■ Directions
Copy out lines with the word "bare" from the material that follows.

■ Extracted data
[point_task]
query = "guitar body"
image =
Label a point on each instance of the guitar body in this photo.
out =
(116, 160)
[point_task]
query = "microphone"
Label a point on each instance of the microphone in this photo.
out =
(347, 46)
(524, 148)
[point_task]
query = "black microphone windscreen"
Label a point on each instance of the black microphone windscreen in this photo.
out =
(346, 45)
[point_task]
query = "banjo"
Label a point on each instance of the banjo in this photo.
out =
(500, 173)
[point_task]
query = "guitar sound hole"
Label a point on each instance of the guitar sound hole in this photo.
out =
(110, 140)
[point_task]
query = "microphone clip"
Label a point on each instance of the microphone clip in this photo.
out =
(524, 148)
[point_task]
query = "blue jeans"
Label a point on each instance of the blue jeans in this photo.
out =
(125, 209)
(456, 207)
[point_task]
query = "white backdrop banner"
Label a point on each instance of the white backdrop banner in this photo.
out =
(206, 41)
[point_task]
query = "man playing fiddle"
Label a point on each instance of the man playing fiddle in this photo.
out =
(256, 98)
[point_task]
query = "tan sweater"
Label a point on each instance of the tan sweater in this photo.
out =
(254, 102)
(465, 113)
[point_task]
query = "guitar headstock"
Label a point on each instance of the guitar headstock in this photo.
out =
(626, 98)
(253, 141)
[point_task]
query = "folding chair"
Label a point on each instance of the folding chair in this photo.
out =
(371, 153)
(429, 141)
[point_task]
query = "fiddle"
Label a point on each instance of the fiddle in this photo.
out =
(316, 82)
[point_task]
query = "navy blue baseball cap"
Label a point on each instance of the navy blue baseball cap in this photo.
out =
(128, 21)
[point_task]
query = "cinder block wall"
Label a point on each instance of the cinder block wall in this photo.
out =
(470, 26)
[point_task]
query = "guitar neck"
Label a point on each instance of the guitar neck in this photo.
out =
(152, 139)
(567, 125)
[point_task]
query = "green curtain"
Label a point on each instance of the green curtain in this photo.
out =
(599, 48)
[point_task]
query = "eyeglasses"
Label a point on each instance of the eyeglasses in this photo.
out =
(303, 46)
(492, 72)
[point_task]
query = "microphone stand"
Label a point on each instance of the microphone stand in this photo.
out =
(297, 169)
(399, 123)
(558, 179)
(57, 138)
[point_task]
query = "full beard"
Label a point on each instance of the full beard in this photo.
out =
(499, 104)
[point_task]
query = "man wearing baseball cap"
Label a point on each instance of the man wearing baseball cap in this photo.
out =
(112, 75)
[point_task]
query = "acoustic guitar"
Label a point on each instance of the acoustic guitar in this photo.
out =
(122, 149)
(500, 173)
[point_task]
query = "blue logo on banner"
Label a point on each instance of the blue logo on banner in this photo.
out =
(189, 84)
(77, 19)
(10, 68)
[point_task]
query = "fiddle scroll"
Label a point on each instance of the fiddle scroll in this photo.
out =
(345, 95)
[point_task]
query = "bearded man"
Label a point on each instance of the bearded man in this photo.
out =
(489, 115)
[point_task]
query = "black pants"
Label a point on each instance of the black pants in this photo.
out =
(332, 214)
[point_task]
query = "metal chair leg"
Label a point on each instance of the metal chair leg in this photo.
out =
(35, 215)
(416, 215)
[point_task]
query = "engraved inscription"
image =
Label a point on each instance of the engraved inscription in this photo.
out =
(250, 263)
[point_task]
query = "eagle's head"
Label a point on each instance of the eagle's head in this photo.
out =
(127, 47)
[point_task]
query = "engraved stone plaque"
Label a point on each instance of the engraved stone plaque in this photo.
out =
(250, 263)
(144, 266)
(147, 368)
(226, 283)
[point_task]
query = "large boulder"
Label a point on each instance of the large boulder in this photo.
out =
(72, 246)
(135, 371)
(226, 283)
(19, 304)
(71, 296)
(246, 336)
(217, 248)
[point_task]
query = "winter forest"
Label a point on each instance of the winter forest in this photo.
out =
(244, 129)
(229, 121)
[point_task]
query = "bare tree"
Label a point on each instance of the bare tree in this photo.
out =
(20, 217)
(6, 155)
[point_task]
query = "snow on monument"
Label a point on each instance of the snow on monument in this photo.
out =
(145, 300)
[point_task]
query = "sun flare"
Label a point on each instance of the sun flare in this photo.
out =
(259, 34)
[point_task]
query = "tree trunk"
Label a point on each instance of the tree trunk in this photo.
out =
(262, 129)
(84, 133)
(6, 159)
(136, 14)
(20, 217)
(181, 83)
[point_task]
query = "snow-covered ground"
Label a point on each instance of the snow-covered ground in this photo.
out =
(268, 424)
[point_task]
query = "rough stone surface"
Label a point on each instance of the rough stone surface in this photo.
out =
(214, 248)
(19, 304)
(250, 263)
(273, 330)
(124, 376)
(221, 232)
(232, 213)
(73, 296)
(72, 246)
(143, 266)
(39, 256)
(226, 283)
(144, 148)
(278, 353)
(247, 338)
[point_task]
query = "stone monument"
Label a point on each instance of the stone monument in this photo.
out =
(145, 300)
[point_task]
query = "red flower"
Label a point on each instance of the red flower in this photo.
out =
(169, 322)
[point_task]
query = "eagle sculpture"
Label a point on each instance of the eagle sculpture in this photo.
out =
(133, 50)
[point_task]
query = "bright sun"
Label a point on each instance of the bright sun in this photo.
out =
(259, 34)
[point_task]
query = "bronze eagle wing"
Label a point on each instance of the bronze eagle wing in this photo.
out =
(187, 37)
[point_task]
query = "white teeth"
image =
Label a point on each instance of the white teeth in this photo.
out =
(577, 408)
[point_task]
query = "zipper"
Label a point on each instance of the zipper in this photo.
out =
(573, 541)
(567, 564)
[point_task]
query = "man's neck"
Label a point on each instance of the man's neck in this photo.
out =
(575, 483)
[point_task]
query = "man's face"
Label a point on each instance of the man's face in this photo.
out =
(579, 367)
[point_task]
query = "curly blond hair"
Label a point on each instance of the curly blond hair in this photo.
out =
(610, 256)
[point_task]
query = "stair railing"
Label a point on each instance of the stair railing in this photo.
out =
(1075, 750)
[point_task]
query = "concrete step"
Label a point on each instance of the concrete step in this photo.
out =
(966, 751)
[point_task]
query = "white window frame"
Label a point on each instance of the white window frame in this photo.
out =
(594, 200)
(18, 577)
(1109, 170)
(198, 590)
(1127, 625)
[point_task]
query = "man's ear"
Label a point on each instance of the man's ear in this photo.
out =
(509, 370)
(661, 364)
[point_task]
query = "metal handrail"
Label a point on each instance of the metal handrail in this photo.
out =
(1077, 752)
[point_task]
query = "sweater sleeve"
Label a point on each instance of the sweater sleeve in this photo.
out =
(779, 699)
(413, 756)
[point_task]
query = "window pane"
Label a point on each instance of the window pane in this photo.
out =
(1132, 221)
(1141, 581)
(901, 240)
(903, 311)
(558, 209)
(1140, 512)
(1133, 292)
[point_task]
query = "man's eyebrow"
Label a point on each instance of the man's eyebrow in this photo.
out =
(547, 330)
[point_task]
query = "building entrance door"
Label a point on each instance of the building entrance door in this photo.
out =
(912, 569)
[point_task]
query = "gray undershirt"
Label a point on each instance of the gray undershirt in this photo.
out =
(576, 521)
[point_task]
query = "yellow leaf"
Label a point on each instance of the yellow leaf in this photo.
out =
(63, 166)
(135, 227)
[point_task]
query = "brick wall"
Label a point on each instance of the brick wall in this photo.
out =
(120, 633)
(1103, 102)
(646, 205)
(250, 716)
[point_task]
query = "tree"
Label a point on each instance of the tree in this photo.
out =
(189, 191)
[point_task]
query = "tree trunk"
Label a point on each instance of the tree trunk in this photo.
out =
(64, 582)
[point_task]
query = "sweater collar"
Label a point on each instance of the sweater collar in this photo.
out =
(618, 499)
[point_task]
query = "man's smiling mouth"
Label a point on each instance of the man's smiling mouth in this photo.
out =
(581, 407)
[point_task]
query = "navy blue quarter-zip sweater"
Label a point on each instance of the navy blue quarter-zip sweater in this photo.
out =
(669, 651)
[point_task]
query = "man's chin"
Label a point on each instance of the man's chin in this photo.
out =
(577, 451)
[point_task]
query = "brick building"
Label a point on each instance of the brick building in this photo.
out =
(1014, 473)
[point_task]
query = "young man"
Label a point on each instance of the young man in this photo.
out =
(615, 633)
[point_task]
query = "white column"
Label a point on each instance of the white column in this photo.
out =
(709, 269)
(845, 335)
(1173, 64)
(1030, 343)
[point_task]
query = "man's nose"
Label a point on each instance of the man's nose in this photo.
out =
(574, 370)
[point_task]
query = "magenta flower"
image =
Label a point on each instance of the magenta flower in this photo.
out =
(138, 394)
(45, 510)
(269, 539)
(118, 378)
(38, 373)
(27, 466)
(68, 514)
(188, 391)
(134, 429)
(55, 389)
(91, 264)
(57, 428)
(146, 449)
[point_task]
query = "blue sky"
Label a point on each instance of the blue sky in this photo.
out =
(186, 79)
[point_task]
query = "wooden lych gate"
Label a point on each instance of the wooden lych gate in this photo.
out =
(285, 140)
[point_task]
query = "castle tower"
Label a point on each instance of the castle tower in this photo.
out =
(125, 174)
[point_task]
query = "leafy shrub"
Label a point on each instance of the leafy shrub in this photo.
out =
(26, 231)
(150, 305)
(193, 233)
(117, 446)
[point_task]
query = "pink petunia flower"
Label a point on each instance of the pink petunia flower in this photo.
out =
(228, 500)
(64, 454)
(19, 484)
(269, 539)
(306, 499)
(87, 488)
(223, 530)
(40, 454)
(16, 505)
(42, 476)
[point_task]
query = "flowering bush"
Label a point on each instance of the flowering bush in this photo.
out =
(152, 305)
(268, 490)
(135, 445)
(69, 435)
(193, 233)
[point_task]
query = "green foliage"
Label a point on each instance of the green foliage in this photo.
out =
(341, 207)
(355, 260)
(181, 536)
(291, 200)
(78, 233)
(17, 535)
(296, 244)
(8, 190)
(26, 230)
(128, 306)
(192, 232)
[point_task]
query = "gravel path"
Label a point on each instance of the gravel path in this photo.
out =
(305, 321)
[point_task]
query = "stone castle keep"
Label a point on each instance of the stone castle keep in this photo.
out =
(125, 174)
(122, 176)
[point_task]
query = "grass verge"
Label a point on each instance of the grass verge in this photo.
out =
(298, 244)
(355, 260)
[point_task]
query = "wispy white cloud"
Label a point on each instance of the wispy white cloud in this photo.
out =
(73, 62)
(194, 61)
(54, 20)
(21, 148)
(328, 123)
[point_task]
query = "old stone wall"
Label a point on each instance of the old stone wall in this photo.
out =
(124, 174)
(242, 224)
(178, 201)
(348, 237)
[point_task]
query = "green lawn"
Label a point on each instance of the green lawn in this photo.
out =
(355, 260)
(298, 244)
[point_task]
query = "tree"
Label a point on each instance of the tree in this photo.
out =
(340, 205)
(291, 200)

■ Finished task
query = "bare tree"
Label a point on each instance of the bare tree in this photo.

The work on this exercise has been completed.